--- begin Extract ---

I’m not sure any electrical surge could do that. Making dimmed lights brighter was one thing, but flipping switches was a whole different ball of wax. I tensed just enough to let the twinge of fear crawling up my spine drop off onto the hardwood, and slid back into the fleece covered bed — drifting off again in seconds.

Two hours later I woke to a crash. Not so much a crash, as a dull thud. Something, or someone, had hit the floor. In a maze of bulging cardboard boxes stacked halfway to the ceiling, it didn’t surprise me that something had slid off it’s pile. But all the same, I thought I should investigate. Hell, I wasn’t getting any sleep anyway, so what did it matter?

I wandered from room to room taking inventory of mountains and mole hills — all corrugated. Nothing seemed out of place. Any more than 300 cubes wedged into a cottage the size of a two-seater shithouse would. My last stop, the urination station … again. I can’t remember taking in enough fluid in the past week to warrant pissing that much, but for some reason the bathroom kept calling me back.

09/23/2009

A stitch, in time …

Filed under: inspiration, renovation — msoave @ 05:39

Last week hit me like a hungry linebacker late for lunch. All the balls I’d been juggling dropped, one by one, as I laid face up trying to catch my breath. When the last had hit my chest, and my vision began to clear I realized I was paralyzed. Not physically. Although I’m not sure I could have moved if I’d tried.

My heart was racing. My palms were sweating. And an almost unbearable stitch threatened to crawl up my left side and squeeze the life out of me. But I knew I wouldn’t die, because that would have been too easy. I was destined to live. To experience the agony full force. And it was my job, I reasoned, to crawl out of that hole and fill it in, so I’d never fall back there again.

I’m not sure if what I felt was panic, attacking me in my weakened state, or just your garden variety cardiac arrest, but it hurt like a son-of-a-bitch, and I have a pretty high threshold for pain.

I usually perform pretty well under pressure. My professional life is ruled by deadlines — some reasonable, but more often than not, remarkably unrealistic. Every day I present my work to clients, only to be scrutinized, criticized, and otherwise trivialized. Even the colorblind believe they can do my job better. But that comes with the territory, and I weather it well. If a client wants her brochure to be the baby puke green of the sweater she wore last Thursday … I can do that. I won’t put my name on it, but I can do that. You learn to roll with the punches and never let any single job get the better of you.

The trouble comes when you combine the constant complaining of one client with the kvetching of the other twelve you’re trying to please. Add to that packing up your past, draining your bank account to pay for the future, closing your eyes to possible disaster, and dodging the building inspector until you can be sure your project will pass muster — the second time around — and even the most stalwart soul would stumble. Thinking about it right now just made me vomit a little in my mouth.

So as I stared at the hole in the center of the ceiling, where brand new electrical wire clutched a plain porcelain socket cradling a bare bulb, trying to will the pain in my side to shrink, I went through the series of unfortunate events that brought me here. I listed all the things that had gone wrong that week to find where I’d made bad turns. Retraced my steps to see if there was any way to go back and undo what I had done. Or at least learn from my mistakes.

--- end Extract ---
--- begin Given entries ---

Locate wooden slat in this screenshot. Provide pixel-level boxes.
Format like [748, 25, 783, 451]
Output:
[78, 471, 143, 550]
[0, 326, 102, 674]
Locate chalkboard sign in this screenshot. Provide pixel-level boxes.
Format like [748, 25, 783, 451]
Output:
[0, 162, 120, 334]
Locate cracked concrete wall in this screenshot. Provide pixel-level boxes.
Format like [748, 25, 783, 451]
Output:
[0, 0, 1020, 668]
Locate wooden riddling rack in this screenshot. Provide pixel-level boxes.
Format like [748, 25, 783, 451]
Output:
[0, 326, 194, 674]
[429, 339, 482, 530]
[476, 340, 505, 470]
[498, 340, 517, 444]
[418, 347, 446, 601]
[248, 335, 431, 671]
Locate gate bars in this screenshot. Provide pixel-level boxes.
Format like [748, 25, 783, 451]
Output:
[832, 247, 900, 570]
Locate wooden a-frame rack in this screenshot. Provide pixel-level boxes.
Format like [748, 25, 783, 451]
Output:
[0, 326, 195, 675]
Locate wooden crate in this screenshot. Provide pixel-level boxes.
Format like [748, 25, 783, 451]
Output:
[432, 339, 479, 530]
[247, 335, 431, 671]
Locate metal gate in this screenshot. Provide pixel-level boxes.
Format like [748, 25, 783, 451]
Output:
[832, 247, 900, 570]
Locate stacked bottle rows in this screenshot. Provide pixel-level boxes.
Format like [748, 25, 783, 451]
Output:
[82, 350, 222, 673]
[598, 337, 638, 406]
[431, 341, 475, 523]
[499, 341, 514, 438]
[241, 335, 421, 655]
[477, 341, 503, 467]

--- end Given entries ---

Rewrite the blog post from "I’m not sure any" up to and including "did it matter?", putting "kettle of fish" in place of "ball of wax". These entries have no connection to the blog post.

I’m not sure any electrical surge could do that. Making dimmed lights brighter was one thing, but flipping switches was a whole different kettle of fish. I tensed just enough to let the twinge of fear crawling up my spine drop off onto the hardwood, and slid back into the fleece covered bed — drifting off again in seconds.

Two hours later I woke to a crash. Not so much a crash, as a dull thud. Something, or someone, had hit the floor. In a maze of bulging cardboard boxes stacked halfway to the ceiling, it didn’t surprise me that something had slid off it’s pile. But all the same, I thought I should investigate. Hell, I wasn’t getting any sleep anyway, so what did it matter?